1.16 In this regard South Staffordshire is in the latter stages of its Part 2 Local Plan process. Peveril is participating in this process and it is understood the Examination into the Part 2 Plan will take place in November 2017. South Staffordshire wishes to conclude its Local Plan process and then for the new development requirements identified through the Black Country Core Strategy to 2036 to immediately be taken into account in a review of its policies. Whilst this is not ideal - and Peveril has suggested the potential to identify safeguarded areas of land to be removed from the Green Belt pending the adoption of the Black Country Core Strategy - it is probably in practical terms the best way forward. The alternative would be to suspend the current Local Plan which would not be in the interests of providing certainty (albeit for a short period) in South Staffordshire about future development requirements.
1.17 As far as Issue 1 in the Core Strategy is concerned - whether the provision for housing should be carried out on the basis of looking at sustainable open extensions rather than piecemeal releases - Peveril would strongly contend that priority should be given to identifying sustainable urban extensions. The land which Peveril controls to the north of Wolverhampton and to the south of the M54 (see representations below) would allow a sustainable mixed development to be planned in a more comprehensive way and for new facilities to be brought forward as part of a sustainable urban extension. The alternative for providing numerous piecemeal extensions would be a less comprehensive strategy to facilities - education; local centres; open space and transportation. With impact of development more widely dispersed

rather than concentrating in a specific allocation where it may be more possible to achieve acceptable mitigation.

(Detection examples)
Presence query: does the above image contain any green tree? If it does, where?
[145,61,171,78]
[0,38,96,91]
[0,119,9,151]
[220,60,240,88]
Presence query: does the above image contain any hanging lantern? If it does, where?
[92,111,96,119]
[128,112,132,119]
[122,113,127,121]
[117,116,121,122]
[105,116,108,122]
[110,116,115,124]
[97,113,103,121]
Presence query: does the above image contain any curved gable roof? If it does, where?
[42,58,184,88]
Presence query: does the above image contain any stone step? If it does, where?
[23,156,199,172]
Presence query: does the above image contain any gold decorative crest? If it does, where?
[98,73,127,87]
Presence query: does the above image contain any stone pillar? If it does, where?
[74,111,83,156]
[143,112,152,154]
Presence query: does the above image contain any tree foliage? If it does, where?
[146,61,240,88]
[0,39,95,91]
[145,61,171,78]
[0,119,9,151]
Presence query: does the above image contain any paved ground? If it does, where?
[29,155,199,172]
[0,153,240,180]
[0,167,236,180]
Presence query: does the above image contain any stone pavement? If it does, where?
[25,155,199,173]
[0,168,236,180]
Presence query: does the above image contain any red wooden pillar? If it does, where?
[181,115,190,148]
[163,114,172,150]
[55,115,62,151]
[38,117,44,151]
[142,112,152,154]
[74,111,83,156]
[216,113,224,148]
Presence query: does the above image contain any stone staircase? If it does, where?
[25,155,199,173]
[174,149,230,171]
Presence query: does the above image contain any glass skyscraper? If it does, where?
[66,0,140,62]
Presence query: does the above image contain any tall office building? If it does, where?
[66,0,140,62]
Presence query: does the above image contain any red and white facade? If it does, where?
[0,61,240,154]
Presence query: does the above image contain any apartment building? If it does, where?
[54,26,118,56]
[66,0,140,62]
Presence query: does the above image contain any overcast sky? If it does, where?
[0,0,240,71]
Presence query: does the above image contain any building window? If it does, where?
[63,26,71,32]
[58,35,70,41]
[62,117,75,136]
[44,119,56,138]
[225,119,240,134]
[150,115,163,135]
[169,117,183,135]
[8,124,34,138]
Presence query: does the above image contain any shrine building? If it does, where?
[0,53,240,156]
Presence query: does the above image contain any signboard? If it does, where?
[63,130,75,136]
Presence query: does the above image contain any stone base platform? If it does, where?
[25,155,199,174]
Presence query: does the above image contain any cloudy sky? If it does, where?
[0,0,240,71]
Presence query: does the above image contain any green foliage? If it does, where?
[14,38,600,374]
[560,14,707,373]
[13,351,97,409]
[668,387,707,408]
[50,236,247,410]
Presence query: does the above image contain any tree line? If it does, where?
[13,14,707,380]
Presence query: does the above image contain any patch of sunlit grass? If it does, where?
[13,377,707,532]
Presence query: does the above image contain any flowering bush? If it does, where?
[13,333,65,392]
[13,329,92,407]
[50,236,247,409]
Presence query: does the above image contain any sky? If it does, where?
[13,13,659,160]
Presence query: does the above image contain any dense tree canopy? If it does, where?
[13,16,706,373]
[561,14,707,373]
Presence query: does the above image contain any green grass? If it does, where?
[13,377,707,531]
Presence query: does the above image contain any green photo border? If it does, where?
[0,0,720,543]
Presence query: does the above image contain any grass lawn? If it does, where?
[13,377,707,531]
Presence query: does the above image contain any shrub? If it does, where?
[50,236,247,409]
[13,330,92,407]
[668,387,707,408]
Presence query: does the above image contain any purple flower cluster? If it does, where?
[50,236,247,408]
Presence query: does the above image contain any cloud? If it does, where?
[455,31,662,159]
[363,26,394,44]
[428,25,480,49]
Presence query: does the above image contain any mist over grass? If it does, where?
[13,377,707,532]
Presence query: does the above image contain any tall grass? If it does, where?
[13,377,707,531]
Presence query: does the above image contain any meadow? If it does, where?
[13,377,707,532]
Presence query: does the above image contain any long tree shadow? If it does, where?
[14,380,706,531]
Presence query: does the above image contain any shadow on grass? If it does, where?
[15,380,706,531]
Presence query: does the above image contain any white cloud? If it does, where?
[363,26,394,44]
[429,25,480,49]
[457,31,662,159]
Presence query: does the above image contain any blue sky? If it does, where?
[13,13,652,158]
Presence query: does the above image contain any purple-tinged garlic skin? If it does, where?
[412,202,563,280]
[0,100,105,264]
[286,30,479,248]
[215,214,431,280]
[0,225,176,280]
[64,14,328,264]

(Do this) Extend the planning representation on the Black Country Core Strategy, picking up right after its final sentence.

(Answer to the exercise)
1.18 Peveril would agree with the Council that it is difficult to define the scale of what represents a sustainable urban extension. In terms of transport and to achieve a new station (for example), the potential extension of up to 10,000 dwellings would not be unreasonable; however, there can be sustainable urban extensions that would take place with many fewer dwellings than that. From experience elsewhere, an extension of 1,000 dwellings of more could be regarded as sustainable as that level of development can provide a reasonable local centre; school and strategic open space.
1.19 It is also possible in a sustainable urban extension to provide employment facilities. In the case of Peveril's proposals, those employment facilities could be both local but also related to existing strategic employment sites. The presence of Hilton Cross - and potential extension to it - along with the Royal Ordnance Factory would make the area to the east of Wolverhampton a good location for a housing based urban extension because existing and proposed strategic employment sites already exist in that area. The employment land shortfall identified of 300 hectares should firsts and foremost be considered in the context of the ability to extend the existing strategic employment sites which were identified because of their good proximity to strategic transport networks.
Regeneration Corridors (Key Issue 3 and Question 10)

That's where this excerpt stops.